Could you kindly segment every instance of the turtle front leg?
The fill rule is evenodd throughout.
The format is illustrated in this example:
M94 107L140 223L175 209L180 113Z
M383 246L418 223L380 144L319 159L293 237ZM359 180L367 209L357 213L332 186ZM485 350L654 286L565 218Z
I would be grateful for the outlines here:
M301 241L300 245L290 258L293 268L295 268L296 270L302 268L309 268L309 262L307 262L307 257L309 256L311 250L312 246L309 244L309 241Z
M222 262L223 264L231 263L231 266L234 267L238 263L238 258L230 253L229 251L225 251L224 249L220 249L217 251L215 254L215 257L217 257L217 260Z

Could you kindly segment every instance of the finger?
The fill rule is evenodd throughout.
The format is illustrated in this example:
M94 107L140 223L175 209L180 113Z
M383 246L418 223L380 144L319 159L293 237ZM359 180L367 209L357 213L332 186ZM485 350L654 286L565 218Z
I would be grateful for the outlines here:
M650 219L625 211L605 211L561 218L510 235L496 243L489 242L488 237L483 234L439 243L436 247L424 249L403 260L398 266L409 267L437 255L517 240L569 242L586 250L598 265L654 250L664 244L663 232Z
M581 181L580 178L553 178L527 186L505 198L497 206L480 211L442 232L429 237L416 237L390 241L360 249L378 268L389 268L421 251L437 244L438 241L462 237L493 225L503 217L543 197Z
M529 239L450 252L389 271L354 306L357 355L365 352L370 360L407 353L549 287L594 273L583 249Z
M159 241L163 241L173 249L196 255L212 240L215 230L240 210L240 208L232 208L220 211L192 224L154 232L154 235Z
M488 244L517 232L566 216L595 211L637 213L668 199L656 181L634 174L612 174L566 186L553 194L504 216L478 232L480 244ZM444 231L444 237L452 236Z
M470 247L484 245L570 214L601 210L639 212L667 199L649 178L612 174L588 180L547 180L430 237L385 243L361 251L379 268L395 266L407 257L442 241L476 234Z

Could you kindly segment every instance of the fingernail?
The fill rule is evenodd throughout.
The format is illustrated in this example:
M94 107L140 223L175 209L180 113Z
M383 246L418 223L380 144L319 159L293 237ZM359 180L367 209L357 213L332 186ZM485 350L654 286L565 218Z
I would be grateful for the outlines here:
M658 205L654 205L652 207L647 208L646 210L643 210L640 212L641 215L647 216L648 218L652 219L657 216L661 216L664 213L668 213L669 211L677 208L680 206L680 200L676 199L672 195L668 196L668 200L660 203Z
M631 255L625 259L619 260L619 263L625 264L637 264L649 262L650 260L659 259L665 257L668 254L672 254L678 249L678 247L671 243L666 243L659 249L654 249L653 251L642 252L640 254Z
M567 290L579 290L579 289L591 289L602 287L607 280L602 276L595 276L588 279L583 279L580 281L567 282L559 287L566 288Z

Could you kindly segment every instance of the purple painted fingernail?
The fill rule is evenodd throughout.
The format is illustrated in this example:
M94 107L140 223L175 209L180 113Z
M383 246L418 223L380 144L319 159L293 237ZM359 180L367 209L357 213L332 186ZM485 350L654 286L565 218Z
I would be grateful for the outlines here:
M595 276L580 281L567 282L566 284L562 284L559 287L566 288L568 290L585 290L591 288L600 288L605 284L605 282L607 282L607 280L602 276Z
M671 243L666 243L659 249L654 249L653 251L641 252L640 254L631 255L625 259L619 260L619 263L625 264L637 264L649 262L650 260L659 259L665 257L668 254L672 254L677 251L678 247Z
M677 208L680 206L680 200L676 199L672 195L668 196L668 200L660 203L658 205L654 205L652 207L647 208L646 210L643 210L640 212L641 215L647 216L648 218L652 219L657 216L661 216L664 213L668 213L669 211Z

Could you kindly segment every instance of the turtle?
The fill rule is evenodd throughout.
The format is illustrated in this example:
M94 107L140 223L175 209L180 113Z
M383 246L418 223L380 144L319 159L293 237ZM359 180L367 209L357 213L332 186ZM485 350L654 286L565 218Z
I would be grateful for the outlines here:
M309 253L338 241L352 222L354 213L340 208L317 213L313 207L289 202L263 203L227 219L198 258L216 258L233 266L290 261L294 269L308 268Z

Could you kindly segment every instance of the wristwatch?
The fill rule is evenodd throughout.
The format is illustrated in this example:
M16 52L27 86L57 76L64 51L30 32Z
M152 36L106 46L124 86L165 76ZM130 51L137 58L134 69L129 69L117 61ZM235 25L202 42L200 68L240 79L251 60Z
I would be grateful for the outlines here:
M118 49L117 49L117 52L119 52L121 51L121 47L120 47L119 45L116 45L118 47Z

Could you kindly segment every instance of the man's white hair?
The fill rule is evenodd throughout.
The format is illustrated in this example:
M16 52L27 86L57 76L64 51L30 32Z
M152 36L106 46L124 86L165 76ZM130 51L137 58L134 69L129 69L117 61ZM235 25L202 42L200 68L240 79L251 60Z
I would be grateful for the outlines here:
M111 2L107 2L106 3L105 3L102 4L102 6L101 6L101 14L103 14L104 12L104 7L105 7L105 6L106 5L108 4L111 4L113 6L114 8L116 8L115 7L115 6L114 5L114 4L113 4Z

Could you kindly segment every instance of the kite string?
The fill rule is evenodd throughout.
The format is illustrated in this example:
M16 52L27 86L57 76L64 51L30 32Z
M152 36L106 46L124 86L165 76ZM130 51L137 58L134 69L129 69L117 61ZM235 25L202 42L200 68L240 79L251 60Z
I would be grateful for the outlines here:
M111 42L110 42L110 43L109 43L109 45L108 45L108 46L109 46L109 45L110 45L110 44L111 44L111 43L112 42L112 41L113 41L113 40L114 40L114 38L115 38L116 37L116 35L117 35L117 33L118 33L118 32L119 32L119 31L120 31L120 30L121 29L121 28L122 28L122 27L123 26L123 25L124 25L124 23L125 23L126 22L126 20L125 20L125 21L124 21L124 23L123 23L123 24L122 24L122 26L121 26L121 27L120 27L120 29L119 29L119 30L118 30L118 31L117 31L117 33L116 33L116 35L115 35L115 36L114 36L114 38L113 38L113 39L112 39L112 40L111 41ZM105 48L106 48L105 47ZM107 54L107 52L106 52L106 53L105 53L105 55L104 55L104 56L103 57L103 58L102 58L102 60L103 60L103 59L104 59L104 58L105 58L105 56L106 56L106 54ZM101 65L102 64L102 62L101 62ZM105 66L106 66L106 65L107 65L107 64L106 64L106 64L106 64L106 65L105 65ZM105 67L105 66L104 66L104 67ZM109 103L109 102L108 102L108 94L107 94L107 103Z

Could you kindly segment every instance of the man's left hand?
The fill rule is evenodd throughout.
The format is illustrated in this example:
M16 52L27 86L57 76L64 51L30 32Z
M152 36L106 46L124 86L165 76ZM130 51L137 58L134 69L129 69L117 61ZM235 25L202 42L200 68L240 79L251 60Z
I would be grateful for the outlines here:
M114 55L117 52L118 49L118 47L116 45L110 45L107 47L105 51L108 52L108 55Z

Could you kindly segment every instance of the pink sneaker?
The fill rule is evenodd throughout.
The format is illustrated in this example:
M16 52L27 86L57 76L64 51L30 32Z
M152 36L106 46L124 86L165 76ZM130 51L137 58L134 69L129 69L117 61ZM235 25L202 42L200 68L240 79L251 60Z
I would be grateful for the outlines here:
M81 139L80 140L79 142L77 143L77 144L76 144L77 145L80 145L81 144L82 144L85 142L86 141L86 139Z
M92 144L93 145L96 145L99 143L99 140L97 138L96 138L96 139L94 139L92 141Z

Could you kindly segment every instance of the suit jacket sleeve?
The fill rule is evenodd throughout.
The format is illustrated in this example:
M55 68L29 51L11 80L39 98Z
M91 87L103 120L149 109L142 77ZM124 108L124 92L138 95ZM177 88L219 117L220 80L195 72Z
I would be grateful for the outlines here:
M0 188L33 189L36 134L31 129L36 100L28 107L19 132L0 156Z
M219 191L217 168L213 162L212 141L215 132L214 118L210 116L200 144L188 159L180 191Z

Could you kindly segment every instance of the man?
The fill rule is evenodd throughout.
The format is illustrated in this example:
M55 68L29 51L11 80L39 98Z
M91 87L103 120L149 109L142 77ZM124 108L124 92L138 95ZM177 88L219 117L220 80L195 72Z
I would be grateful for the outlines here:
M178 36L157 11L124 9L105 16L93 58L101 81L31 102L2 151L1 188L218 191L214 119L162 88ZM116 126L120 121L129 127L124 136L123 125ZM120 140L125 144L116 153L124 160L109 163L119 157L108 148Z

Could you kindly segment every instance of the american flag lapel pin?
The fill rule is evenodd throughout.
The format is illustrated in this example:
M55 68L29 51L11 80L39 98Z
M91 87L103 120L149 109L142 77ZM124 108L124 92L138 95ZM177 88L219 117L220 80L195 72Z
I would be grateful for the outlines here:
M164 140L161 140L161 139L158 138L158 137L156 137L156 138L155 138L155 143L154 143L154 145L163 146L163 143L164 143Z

Work instructions -> Type out again, word for word, the lines of the material starting at the one that contains "Could you kindly segment every instance of the american" and ending at the last line of the material, both ends included.

Complete answer ->
Could you kindly segment every instance of the american flag lapel pin?
The fill rule is evenodd throughout.
The format is illustrated in this example:
M55 68L29 51L11 80L39 98Z
M91 87L103 120L149 109L142 77ZM124 108L124 92L138 95ZM177 88L219 117L220 80L195 72Z
I would be grateful for the outlines here:
M164 140L161 140L161 139L158 138L158 137L156 137L156 138L155 138L155 143L154 143L154 145L163 146L163 143L164 143Z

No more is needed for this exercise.